> Tasks for this exercise:
A: Decide whether each statement agrees with the passage about Art D'Lugoff below: (i) D'Lugoff opened The Village Gate in 1958; (ii) D'Lugoff closed The Village Gate in 1991; (iii) D'Lugoff won the Paul Robeson Award in 1992. For each, answer yes or no and quote the words of the passage that decide it.
B: Reproduce the passage about Art D'Lugoff word for word between "Financial reverses led" and "Award in 1992.", inclusive.
C: Pick up the passage about Art D'Lugoff after its final sentence and carry it on.

> Document segment:
********

Art D'Lugoff (August 2, 1924 - November 4, 2009) in Brooklyn, New York, was an American jazz impresario. He opened The Village Gate, a jazz club in New York City's Greenwich Village, in 1958.[1] D'Lugoff sought out the hottest talent, hosting prominent jazz artists, including Billie Holiday, Duke Ellington, Dizzy Gillespie, Aretha Franklin, and Miles Davis, as well as the best in comedy, including Bill Cosby, Mort Sahl, Woody Allen, and John Belushi.
D'Lugoff turned away Bob Dylan, prompting the latter to write music in the basement of the club.[2] He also fired a Dustin Hoffman for providing poor table service. Playwright Sam Shepard once bused tables.[3]
D'Lugoff styled himself on the famous showman Sol Hurok.[4] His avant-garde programming also set the stage for theatrical nudity in New York - the 1974 musical review Let My People Come featured a fully nude co-ed cast.
Financial reverses led D'Lugoff to declare bankruptcy in 1991. He closed the club in 1994. In the wake of The Village Gate's closing, D'Lugoff dreamed of opening a new jazz club near Times Square. He worked on raising money for the development of a national jazz museum and hall of fame to be located in New York City.[2] [5] D'Lugoff's idea of a museum eventually developed into the National Jazz Museum of Harlem.[6]
D'Lugoff won the Paul Robeson Award in 1992.

********

> Extracted information:
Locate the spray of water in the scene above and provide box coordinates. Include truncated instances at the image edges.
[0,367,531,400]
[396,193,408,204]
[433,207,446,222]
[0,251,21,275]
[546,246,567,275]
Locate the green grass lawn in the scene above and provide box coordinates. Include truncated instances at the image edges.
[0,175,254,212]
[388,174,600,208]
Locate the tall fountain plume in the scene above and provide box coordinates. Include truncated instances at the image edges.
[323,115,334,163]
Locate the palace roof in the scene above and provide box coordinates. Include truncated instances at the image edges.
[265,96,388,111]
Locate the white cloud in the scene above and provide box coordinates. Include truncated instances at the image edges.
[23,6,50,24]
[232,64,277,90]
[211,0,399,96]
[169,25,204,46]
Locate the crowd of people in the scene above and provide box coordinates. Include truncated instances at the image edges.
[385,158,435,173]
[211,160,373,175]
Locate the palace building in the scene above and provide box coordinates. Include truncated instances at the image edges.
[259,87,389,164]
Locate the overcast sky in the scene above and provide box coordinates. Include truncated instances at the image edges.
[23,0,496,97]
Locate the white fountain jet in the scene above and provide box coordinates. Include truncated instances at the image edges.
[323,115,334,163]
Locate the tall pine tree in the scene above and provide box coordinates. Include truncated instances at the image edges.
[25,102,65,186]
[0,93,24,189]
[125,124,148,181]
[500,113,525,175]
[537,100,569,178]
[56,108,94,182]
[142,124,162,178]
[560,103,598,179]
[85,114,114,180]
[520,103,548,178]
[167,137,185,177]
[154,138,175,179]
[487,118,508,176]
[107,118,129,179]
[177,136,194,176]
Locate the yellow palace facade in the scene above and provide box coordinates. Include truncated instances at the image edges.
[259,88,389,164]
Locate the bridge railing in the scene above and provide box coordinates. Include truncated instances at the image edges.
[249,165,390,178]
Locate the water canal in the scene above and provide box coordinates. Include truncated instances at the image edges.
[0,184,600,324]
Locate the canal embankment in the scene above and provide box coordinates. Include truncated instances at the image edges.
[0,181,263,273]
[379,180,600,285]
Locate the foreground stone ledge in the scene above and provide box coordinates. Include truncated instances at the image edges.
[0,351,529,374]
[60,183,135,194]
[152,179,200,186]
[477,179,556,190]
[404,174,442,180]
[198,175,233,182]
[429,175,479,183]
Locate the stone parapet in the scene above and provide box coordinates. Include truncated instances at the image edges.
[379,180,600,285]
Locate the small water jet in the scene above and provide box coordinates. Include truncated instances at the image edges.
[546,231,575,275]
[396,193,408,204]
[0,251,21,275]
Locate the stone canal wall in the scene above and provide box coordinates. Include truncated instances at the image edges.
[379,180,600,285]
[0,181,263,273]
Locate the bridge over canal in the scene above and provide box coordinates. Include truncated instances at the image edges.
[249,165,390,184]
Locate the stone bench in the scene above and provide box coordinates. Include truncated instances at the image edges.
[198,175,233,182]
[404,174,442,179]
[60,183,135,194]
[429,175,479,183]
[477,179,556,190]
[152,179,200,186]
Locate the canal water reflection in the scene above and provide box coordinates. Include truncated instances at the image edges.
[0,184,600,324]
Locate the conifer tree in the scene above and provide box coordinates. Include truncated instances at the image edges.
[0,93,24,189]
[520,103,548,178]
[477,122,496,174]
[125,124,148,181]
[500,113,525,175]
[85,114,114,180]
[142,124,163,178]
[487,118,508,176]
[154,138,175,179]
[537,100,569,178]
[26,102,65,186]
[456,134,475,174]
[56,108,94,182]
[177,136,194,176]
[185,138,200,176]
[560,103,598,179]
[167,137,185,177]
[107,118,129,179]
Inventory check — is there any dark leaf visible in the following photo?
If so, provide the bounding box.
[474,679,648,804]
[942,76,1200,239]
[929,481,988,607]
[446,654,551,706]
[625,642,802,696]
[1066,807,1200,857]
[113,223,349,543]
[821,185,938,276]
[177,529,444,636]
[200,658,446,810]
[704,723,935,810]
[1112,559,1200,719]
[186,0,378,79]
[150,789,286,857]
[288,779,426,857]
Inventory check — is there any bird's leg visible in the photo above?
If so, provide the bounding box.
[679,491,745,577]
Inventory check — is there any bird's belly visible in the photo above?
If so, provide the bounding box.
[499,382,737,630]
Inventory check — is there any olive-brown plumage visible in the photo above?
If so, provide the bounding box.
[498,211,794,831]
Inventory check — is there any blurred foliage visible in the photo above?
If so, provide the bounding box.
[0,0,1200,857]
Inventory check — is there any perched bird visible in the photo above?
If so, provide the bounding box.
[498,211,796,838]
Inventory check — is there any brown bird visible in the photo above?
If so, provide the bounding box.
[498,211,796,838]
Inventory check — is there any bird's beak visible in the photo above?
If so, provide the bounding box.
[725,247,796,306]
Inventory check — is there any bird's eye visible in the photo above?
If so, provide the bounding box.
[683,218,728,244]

********

> Answers to the exercise:
A:
(i) Yes: "He opened The Village Gate, a jazz club in New York City's Greenwich Village, in 1958."
(ii) No: "He closed the club in 1994."
(iii) Yes: "D'Lugoff won the Paul Robeson Award in 1992."

B:
Financial reverses led D'Lugoff to declare bankruptcy in 1991. He closed the club in 1994. In the wake of The Village Gate's closing, D'Lugoff dreamed of opening a new jazz club near Times Square. He worked on raising money for the development of a national jazz museum and hall of fame to be located in New York City.[2] [5] D'Lugoff's idea of a museum eventually developed into the National Jazz Museum of Harlem.[6]
D'Lugoff won the Paul Robeson Award in 1992.

C:
In 2008 the Village Gate re-opened under the name "Le Poisson Rouge", with D'Lugoff as a consultant.[7]
On November 4, 2009, after complaining of a shortness of breath, he was taken to New York-Presbyterian Hospital where he died at the age of 85. On November 7, 2009, citing an unnamed source, the New York Post claimed that at the time of his death, D'Lugoff was weeks away from re-launching his nightclub at an even bigger downtown venue.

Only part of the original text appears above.